Getting on the next bus to Akron, I got another Facebook message that my wife was still on her bus. This was long after a Cleveland bus would have passed through Akron, so I had her check whether she still had a Cleveland to Akron ticket on her string of tickets, and she did … it turns out she had confused Columbus and Cleveland and had been looking for me in Columbus during my layover in Cleveland.

So I waited at the Akron Metro Transit Center, together with the family who had arrived to drive us back to home base, and sure enough, a dark SUV showed up with my wife and her luggage inside.

And we got to our home base in a small town surrounded by the outer suburbs of Northeast Ohio, and I collapsed and went to sleep.

 
Ground Transport in Commuter Jet Country

Of course, here in China, or in Europe, there would be additional options for a trip like that. Heck, in an alternate Universe were Ohio had not elected Kasich in 2010, there would be additional options, since we could have taken the Triple C train from Cincinnati to Cleveland … or to Mansfield if there was an intercity bus from there to Akron / Kent.

But if this were Europe or China, there’d be passenger train service between Atlanta and Cincinnati, as well as passenger train service between Cincinnati and Cleveland, and in our circumstances, we could have taken it whether it passed through Knoxville or Nashville.

Indeed, in China as well as in parts of Europe, there also would have been a higher quality Bus service option than Greyhound. Indeed, there are sleeper buses available on some routes in China, with sleep seats in two levels and three across (with very narrow aisles).

I was already thinking about this topic before I left for Knoxville, but had a lot of extra time to think about it on the way back. One of the passengers through to Cleveland was a gentleman from Nigeria, on his way to Toronto, who had looked at the Labor Day Weekend airfare and though, “hey, why not take a bus and actually see a bit of America at ground level” … without having a real understanding of Greyhound as a kind of last-resort intercity transport for those with no other viable alternatives.

He instantly agreed that in Europe, or China, there’d have been some kind of train service available … and went on about how China was ahead of the US in quite a number of ways that many Americans are entirely and blithely unaware of. I thought of him again when I saw the two Chinese girls, probably room-mates, swapping off seat and arm rest to avoid one of them having to sit next to the smelly and intoxicated lady of uncertain mental state.

And while some Amtrak routes become infamous for their poor on time performance, while sitting and passing the time in a small Lexington Kentucky Greyhound station with no WiFi service, I also wondered how well Greyhound would do if we took the massive capital subsidies and operating cross-subsidies provided to all users of the Interstate and national route systems in account and put the government subsidized Greyhound service under the same scrutiny as the government subsidized Amtrak service.

Exercise task 1: Count the lines in the listing below that contain the string "vest", treating uppercase and lowercase as different. Give only the number.

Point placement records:
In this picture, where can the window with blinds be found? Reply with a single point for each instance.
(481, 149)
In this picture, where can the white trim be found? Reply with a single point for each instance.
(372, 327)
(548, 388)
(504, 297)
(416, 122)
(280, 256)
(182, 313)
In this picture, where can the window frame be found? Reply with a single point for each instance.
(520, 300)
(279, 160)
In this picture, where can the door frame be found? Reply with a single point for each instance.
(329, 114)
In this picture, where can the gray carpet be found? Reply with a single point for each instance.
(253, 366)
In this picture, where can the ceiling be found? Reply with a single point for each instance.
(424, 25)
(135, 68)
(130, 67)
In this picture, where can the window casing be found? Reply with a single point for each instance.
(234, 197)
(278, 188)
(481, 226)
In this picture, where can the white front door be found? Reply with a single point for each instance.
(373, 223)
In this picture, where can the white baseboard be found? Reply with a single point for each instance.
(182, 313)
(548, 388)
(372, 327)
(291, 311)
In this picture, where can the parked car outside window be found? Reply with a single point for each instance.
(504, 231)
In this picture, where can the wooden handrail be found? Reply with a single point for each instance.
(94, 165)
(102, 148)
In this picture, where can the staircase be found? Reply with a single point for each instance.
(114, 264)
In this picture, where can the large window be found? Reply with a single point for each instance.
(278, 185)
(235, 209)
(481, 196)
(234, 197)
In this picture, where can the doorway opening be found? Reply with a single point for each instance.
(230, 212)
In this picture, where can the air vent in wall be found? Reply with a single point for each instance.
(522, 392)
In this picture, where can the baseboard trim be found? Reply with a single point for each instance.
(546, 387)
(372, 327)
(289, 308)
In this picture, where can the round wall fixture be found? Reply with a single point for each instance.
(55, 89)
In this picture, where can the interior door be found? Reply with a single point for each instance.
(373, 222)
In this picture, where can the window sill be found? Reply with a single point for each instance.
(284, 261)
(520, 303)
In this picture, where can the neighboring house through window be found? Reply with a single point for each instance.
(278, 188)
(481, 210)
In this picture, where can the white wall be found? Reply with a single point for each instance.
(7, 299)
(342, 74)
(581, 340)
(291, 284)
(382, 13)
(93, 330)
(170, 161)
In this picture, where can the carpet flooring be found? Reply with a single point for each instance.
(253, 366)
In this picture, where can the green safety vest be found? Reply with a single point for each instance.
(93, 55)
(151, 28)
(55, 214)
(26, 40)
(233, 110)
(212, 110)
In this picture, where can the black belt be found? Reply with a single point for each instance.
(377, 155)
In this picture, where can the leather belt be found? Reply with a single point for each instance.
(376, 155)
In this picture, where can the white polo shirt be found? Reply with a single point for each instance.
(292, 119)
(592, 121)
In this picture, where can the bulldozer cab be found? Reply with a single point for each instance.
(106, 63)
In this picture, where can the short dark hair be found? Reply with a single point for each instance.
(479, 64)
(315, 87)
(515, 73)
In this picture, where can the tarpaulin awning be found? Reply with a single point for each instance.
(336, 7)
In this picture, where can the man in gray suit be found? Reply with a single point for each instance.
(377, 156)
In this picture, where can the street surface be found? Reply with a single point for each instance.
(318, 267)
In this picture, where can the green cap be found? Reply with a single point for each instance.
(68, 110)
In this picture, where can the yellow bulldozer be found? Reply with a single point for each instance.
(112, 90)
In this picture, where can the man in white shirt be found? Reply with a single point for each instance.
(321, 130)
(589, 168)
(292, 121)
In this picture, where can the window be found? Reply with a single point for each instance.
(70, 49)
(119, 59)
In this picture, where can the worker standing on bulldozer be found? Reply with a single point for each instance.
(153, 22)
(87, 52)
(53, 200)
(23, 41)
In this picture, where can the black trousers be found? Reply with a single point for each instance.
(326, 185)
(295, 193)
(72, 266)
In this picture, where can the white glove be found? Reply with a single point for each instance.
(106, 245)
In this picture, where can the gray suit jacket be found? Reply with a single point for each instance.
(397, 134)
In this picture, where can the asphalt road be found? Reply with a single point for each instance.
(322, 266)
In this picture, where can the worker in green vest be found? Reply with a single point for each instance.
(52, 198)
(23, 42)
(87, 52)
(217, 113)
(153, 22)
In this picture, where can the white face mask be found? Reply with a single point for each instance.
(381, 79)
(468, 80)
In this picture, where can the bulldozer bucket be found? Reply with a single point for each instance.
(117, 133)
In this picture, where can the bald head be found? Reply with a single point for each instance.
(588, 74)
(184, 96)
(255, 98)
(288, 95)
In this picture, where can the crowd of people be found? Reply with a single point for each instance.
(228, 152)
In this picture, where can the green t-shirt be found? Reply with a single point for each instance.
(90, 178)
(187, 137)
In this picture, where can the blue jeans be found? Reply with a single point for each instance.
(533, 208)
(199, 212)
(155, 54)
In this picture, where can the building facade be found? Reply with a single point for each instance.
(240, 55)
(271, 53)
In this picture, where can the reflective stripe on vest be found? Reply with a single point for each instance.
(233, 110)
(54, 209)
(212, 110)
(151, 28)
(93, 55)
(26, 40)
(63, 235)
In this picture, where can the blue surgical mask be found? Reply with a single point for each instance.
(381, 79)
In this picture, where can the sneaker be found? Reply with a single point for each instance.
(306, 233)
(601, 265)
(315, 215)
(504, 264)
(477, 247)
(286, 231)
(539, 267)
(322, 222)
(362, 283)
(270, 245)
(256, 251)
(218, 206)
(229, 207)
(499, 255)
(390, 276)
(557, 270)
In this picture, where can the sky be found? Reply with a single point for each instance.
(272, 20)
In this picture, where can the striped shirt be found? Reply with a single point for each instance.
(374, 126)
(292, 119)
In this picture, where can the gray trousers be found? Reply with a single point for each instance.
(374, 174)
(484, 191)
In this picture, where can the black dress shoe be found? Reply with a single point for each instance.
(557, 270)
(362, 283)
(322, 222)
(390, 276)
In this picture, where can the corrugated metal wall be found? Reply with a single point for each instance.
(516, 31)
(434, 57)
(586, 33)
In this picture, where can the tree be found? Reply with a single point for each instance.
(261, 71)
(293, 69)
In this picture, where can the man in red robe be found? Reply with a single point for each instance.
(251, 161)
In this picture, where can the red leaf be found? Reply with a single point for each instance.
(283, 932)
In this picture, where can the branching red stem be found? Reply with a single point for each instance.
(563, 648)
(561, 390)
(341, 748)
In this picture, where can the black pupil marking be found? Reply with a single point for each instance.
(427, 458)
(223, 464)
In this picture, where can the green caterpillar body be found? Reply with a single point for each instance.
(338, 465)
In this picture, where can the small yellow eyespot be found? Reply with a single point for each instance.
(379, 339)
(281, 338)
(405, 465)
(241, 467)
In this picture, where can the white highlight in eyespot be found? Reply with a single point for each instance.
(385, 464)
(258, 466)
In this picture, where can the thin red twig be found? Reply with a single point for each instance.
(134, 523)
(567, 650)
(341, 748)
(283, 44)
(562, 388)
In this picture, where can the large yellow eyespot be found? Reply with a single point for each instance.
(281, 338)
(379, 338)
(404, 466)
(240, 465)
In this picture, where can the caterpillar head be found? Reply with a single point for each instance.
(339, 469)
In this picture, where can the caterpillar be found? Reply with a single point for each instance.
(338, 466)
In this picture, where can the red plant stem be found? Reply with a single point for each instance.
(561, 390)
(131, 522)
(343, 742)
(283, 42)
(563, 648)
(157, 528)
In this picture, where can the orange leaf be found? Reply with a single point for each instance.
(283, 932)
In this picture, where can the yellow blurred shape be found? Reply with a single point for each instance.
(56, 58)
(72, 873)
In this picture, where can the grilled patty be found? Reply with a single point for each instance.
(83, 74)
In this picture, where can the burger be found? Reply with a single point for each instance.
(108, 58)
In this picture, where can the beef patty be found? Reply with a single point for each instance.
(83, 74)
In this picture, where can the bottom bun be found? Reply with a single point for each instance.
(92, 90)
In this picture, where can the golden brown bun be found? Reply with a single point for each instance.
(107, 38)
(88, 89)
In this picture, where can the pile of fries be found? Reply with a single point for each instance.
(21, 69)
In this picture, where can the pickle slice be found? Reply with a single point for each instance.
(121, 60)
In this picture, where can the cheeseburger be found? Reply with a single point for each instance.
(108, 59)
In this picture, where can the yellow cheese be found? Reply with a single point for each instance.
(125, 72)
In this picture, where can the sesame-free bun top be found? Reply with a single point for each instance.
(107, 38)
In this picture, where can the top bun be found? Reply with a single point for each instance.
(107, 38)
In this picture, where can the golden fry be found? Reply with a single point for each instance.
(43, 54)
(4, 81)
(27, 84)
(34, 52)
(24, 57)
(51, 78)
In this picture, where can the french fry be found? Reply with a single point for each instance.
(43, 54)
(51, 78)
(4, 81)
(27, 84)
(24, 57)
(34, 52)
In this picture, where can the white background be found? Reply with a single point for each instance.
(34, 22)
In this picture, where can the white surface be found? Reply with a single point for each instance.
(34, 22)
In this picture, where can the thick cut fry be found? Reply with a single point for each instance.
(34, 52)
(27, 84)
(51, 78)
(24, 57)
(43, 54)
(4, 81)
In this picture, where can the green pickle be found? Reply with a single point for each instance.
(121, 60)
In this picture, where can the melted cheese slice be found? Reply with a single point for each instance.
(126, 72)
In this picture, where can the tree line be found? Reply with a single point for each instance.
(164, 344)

Exercise task 2: Translate this sentence from the passage about the bus trip into Spanish: "And we got to our home base in a small town surrounded by the outer suburbs of Northeast Ohio, and I collapsed and went to sleep."

Exercise response 1: 3

Exercise response 2: Y llegamos a nuestra base en un pueblo pequeño rodeado por los suburbios periféricos del noreste de Ohio, y me desplomé y me fui a dormir.